My D&D specific experience is relatively limited, but I played Shadowrun for many years with some friends in high school and college, which I think qualifies me at least to give some general advice about running a game.
My first thought is to know your players. Are they min-maxers? Power gamers? Antagonistic towards each other or to the world in general? Carebears? Hardcore roleplayers? We often had problems because the guy who was our game master was a strong roleplayer, while the rest of us were more of the min-max or power variety. We wanted combat, lots of it and limited consequences for blowing up bars. He wanted us to seduce CEOs or sweet-talk our way tense situations. You can see why this would be a problem.
Secondly, you definitely need to know your rule set and there's just no getting around that, particularly if your players are also sticklers for it. Nothing throws a gaming session like having the GM insist something works one way and a player insisting it works another and then having to dig through the books and having one person feel vindicated and the other shit on. I imagine you're probably more mature than a bunch of high schoolers, but it still disrupts the flow.

Shape labeling entries:
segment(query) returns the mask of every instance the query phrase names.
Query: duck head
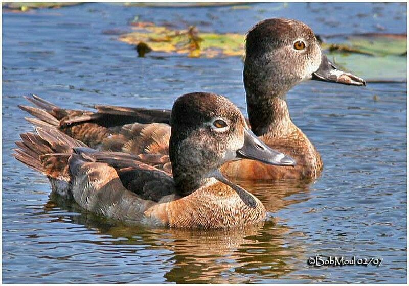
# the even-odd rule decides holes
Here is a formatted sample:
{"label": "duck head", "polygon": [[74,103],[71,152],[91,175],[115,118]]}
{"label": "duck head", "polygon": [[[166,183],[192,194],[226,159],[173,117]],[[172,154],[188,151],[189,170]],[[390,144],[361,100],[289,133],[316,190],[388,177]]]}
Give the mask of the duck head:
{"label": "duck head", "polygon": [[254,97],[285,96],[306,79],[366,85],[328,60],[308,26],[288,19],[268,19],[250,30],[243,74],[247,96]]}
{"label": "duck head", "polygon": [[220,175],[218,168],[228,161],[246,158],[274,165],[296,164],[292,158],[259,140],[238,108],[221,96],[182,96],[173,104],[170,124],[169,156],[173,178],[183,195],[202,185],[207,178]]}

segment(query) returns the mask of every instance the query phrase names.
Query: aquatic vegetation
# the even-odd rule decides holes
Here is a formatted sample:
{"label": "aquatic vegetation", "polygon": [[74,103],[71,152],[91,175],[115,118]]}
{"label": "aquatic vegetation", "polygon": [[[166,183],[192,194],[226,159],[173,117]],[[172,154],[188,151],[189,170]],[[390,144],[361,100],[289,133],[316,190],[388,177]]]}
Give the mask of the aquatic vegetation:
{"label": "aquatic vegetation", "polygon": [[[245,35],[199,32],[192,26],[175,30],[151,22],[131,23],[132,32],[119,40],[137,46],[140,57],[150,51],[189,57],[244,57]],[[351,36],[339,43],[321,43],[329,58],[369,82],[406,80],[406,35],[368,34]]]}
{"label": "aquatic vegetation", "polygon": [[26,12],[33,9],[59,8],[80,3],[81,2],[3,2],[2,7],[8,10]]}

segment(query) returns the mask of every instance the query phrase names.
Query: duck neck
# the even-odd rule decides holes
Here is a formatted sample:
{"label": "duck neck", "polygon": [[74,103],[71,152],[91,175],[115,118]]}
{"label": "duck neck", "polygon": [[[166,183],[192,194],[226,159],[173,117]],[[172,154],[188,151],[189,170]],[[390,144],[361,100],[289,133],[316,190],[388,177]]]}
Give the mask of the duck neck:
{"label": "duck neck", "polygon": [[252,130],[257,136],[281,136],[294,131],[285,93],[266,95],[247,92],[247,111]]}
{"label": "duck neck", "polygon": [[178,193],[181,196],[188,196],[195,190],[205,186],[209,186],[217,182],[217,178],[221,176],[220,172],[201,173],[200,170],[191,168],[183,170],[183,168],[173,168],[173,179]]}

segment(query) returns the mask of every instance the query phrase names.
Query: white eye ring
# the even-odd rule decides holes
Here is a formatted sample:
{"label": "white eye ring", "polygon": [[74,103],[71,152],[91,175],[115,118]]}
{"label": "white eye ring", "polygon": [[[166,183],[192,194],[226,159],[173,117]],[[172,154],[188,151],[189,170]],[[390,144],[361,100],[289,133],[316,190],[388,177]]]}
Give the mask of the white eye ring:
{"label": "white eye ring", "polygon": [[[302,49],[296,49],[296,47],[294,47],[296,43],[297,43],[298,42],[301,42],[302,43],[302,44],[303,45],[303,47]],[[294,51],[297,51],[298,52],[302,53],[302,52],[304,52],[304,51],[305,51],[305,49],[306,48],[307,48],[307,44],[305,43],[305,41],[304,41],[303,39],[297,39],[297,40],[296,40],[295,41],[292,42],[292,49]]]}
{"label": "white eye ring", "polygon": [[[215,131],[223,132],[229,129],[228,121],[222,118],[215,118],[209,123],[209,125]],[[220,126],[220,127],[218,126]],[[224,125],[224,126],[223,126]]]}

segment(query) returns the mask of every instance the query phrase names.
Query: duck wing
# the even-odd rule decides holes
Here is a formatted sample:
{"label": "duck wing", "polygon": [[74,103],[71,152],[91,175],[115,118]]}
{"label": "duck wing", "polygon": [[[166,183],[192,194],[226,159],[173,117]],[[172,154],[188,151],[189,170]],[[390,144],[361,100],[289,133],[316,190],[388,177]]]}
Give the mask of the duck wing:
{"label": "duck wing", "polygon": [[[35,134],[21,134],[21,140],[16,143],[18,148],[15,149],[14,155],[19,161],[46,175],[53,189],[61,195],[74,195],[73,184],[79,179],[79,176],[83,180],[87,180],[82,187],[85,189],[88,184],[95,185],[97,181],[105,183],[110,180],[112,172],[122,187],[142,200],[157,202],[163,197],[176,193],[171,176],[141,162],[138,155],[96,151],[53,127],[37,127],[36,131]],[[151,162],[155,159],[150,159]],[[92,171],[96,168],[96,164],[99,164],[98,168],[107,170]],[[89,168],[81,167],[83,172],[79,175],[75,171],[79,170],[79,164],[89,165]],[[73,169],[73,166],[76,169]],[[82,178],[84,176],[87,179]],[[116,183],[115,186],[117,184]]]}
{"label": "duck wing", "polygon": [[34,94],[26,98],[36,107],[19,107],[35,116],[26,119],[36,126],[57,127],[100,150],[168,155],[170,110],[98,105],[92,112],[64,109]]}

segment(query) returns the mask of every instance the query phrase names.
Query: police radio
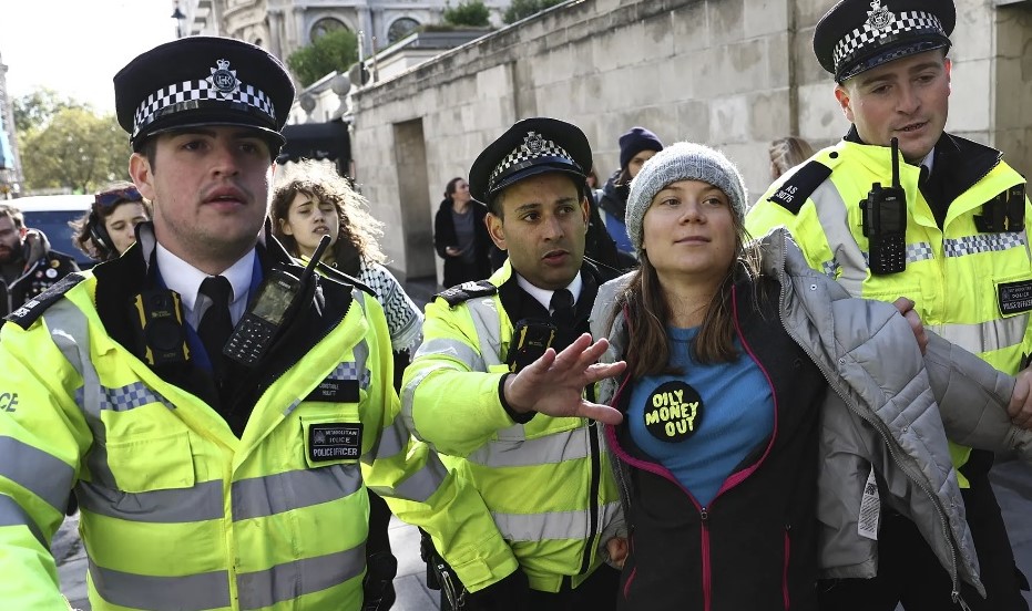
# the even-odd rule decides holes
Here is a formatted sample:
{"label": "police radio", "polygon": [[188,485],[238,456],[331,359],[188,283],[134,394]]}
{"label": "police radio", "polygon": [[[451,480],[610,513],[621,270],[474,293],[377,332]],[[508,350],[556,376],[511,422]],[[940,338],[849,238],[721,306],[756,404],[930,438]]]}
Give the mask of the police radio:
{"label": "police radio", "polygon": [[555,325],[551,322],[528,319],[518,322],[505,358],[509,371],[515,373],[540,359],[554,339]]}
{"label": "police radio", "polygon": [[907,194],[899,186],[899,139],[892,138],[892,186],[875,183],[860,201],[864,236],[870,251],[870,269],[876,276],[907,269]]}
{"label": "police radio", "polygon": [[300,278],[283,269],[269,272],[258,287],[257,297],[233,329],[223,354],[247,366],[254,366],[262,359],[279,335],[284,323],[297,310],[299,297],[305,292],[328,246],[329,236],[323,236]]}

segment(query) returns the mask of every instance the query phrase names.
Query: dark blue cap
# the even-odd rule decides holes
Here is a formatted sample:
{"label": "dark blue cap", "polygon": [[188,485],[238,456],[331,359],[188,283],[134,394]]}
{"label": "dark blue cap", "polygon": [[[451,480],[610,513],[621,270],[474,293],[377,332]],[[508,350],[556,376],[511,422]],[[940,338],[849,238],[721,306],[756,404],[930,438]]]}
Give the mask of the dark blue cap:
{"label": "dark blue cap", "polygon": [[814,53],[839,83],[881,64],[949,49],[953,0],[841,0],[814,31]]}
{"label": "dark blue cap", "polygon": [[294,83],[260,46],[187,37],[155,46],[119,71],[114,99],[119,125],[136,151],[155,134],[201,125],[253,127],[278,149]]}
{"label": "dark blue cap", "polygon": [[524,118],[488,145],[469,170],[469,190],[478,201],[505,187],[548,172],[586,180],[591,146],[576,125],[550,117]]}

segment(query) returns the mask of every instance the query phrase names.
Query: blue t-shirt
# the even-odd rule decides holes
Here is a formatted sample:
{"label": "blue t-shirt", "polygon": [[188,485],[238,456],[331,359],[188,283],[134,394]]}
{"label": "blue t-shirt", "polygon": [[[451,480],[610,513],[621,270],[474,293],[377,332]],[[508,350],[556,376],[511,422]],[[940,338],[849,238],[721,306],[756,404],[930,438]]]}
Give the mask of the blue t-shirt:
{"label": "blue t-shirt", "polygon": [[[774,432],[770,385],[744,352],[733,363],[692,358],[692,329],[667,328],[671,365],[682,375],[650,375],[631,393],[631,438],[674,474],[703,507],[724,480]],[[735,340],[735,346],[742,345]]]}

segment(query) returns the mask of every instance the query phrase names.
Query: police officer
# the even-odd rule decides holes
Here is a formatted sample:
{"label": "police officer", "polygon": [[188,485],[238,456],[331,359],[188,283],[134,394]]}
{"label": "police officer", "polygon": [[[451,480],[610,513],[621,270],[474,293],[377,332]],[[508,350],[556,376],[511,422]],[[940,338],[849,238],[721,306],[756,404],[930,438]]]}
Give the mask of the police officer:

* * *

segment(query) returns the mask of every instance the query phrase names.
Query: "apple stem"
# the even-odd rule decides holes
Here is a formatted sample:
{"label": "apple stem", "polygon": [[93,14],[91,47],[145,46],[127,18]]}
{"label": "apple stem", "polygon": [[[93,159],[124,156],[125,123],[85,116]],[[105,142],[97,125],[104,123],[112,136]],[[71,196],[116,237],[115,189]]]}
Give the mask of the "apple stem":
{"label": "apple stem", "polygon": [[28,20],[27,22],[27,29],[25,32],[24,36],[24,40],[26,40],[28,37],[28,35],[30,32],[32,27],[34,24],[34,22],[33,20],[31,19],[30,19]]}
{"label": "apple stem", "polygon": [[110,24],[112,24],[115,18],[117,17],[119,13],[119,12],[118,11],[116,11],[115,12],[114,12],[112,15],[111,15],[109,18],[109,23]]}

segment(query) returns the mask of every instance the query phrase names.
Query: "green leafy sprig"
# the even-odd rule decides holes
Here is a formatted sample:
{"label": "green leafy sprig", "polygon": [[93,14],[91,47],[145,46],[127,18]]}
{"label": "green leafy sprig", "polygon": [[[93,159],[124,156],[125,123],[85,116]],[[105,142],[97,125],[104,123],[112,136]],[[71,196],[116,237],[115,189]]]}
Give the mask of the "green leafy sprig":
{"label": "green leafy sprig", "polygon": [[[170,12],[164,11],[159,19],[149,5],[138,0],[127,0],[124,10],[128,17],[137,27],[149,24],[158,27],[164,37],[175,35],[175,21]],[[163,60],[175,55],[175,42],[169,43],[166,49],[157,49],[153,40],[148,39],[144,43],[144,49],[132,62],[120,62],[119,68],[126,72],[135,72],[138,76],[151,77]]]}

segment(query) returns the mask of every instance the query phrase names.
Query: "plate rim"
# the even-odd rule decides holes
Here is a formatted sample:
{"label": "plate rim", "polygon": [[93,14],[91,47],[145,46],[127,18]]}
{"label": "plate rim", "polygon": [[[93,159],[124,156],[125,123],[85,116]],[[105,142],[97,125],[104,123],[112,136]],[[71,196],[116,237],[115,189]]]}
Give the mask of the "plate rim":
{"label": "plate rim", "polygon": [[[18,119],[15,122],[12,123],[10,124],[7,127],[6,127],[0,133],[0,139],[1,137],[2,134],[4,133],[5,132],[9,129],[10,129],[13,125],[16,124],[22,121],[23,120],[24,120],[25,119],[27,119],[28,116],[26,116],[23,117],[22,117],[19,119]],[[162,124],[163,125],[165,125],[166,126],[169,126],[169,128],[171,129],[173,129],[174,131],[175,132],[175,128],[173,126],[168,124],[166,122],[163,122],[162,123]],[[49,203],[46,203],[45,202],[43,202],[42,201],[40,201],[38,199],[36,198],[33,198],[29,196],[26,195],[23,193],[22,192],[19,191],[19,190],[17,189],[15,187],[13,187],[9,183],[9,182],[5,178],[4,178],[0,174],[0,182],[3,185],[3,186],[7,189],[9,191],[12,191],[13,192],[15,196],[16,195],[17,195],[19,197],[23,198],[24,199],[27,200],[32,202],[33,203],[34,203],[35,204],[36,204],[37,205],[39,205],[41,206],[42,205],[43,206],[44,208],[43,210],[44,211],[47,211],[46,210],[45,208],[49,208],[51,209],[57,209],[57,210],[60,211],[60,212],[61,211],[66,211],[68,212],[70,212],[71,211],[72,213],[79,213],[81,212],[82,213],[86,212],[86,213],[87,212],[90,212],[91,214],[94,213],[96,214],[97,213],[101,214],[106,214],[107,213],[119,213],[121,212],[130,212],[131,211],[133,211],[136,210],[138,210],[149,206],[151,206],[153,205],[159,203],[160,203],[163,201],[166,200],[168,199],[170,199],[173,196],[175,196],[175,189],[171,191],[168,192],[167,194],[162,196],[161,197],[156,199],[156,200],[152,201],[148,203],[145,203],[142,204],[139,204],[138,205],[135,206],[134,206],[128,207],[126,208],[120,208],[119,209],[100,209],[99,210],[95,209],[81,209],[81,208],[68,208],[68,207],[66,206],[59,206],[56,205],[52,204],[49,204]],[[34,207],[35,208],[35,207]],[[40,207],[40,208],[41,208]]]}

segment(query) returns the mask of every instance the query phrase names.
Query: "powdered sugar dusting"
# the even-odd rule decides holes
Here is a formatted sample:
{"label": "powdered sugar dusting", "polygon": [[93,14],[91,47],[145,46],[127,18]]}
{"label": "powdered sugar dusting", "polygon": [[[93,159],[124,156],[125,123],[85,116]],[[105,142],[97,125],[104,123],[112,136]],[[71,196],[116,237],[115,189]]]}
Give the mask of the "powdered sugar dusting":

# Task requirements:
a. In the advice on running a game, list the player types named with a noun in the questions that follow "know your players."
b. Answer from the advice on running a game:
(i) What game did the writer play for many years with friends in high school and college?
(ii) What kind of player was the writer's game master?
(iii) Even among mature players, what does a rules dispute still disrupt?
c. Extend the advice on running a game past its final sentence.

# Answers to the tasks:
a. min-maxers, power gamers, carebears, hardcore roleplayers

b.
(i) Shadowrun
(ii) A strong roleplayer
(iii) The flow

c.
Also along those lines is figuring out how to keep the players on your campaign while still giving them some room to move around. No matter what you want them to do, they're probably going to find ways to get themselves into trouble doing something else along the way, and the more natural that feels, the happier everyone is going to be about continuing along the big picture.
As a final recommendation, you might find some inspiration, or at least some humor, by reading either 8-Bit Theater (
http://www.nuklearpower.com/latest.php) or Order of the Stick (
http://www.giantitp.com/comics/oots.html). If you have time, read both. It's good times either way.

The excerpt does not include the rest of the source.